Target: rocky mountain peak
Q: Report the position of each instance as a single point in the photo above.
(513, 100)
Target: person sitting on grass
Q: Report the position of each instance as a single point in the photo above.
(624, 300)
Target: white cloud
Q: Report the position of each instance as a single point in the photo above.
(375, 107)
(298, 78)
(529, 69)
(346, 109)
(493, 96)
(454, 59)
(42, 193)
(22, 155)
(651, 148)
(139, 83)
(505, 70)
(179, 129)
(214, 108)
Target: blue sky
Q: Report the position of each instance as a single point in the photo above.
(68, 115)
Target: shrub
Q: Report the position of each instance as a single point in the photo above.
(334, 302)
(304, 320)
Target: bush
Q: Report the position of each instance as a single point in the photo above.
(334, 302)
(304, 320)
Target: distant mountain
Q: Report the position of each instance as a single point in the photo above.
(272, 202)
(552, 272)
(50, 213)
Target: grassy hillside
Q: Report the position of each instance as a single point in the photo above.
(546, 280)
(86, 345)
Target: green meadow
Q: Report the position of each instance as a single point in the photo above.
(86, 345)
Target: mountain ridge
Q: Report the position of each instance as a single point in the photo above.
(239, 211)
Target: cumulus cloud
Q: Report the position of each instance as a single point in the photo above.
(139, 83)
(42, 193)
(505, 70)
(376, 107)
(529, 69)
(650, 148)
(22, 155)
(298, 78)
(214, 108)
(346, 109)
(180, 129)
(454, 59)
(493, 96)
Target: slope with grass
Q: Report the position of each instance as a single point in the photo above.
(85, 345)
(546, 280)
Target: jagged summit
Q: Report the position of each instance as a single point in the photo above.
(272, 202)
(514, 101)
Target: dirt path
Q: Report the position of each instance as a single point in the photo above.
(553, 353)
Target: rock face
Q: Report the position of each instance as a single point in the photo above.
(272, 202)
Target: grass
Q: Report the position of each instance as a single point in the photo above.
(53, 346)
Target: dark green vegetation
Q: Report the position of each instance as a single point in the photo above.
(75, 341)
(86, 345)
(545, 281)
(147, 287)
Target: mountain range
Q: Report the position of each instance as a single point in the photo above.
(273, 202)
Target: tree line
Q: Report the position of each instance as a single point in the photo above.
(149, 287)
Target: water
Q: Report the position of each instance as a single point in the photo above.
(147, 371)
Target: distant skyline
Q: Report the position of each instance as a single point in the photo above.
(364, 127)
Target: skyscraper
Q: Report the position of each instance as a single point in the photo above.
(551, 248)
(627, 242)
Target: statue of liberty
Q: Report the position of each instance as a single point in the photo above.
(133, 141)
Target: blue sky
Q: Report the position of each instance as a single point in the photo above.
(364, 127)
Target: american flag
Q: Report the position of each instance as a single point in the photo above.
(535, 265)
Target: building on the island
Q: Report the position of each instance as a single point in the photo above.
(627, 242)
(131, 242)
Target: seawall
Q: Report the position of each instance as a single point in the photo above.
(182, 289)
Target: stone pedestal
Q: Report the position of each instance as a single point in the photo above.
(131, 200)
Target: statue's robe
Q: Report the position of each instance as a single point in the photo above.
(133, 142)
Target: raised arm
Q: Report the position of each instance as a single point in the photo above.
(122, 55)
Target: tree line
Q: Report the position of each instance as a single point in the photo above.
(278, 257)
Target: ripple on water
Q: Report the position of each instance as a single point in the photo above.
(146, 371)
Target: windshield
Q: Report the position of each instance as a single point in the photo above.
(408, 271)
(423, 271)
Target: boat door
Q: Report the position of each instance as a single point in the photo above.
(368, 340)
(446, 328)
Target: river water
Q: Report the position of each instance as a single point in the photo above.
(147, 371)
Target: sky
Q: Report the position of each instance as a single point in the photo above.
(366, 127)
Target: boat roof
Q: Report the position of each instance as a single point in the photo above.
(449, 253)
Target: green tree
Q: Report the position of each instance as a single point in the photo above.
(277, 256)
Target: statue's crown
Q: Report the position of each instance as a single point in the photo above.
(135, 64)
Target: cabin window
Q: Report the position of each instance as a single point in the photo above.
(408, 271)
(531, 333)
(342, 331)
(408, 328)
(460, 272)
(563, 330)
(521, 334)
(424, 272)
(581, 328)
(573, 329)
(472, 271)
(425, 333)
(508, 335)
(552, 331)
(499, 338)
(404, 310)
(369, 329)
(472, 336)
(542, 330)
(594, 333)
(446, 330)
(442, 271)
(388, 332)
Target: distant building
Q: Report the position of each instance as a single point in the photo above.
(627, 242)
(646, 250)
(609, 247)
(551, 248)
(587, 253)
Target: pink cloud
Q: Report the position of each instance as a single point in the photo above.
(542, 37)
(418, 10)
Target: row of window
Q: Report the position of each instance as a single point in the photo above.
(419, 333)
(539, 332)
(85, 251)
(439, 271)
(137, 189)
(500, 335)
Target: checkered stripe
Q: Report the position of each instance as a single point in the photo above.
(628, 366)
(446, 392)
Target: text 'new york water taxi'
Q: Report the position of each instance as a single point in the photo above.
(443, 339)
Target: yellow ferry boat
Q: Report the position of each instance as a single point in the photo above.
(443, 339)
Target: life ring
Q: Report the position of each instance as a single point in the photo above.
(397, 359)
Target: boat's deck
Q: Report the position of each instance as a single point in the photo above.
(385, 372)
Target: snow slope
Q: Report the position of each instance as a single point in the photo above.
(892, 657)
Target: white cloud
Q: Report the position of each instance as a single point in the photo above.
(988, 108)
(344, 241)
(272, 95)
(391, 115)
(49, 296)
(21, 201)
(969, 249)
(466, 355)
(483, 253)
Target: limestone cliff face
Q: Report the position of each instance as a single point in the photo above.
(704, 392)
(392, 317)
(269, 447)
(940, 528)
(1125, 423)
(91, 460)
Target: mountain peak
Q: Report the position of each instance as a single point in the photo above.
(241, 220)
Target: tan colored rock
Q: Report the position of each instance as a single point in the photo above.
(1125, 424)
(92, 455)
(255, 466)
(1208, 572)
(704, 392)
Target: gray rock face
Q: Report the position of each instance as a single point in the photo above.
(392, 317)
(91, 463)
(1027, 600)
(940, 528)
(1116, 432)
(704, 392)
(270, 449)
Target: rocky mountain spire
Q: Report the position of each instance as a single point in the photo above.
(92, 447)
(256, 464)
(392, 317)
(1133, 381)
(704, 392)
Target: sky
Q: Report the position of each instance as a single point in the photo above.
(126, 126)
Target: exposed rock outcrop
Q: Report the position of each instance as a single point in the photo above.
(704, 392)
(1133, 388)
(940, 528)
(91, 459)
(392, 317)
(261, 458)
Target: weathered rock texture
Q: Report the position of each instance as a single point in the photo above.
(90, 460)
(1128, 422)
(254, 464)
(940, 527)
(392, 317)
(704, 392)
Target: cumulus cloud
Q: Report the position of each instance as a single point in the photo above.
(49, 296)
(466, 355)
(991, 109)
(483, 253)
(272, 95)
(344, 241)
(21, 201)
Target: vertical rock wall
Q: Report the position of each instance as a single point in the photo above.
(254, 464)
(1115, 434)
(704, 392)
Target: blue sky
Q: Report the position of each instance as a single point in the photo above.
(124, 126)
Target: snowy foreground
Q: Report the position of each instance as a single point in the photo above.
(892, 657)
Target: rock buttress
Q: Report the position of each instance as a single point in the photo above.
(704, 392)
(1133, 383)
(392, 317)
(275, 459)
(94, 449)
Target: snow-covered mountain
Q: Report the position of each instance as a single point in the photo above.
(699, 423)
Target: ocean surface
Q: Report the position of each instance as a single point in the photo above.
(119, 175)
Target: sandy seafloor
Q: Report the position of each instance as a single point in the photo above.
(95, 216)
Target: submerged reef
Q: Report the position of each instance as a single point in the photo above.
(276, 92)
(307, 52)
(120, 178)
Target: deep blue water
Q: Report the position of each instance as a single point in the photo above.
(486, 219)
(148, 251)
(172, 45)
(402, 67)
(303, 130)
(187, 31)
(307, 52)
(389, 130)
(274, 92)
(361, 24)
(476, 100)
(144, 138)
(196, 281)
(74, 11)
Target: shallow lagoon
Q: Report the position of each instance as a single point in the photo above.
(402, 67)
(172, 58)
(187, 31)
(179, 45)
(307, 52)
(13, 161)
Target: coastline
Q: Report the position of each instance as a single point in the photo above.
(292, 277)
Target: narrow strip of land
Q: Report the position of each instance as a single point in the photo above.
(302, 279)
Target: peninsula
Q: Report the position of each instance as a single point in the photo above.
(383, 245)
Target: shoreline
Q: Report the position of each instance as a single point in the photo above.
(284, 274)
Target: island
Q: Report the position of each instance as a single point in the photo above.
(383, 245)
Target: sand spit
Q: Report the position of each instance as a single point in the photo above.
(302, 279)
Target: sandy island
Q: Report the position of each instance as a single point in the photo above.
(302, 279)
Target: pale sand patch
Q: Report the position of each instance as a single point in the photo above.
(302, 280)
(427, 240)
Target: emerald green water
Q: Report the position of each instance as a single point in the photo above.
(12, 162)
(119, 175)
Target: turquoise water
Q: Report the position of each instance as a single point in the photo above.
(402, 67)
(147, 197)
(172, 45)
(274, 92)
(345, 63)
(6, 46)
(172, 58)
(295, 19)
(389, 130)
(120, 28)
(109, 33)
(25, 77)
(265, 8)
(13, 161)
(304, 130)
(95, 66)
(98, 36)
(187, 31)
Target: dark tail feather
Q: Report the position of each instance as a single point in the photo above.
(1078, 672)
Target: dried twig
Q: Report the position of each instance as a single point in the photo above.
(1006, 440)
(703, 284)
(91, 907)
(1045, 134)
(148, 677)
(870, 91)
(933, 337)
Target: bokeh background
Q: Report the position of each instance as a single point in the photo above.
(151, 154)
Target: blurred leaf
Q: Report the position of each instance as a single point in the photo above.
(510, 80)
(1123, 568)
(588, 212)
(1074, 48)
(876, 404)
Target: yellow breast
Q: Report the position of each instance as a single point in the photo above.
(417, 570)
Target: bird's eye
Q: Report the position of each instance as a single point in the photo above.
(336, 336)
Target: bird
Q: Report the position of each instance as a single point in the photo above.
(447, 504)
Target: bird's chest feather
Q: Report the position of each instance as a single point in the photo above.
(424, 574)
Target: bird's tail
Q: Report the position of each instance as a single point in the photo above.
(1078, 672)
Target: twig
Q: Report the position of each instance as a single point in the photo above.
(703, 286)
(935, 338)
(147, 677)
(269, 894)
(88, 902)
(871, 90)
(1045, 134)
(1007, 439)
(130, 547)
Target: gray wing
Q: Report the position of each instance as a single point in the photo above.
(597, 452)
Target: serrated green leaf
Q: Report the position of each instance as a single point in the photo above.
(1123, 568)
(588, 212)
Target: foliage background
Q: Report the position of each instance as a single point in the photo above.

**STATED GOAL**
Starting from the line containing "Target: twig" and ending with the final line of the data, reproduce each line exactly as it appears, including no other lines.

**FULL ANSWER**
Target: twig
Q: Report the position of each instance as a single point in the photo above.
(703, 286)
(935, 338)
(147, 677)
(269, 894)
(88, 902)
(871, 90)
(1045, 134)
(1007, 439)
(130, 547)
Target: gray wing
Q: Report the position of each instance as a single point in the photo above.
(597, 452)
Target: serrated green leaf
Q: Report the position of each instance as a single point in the photo above.
(1123, 568)
(588, 212)
Target: foliage background
Q: Report the position of each instance as a single point in the photo above.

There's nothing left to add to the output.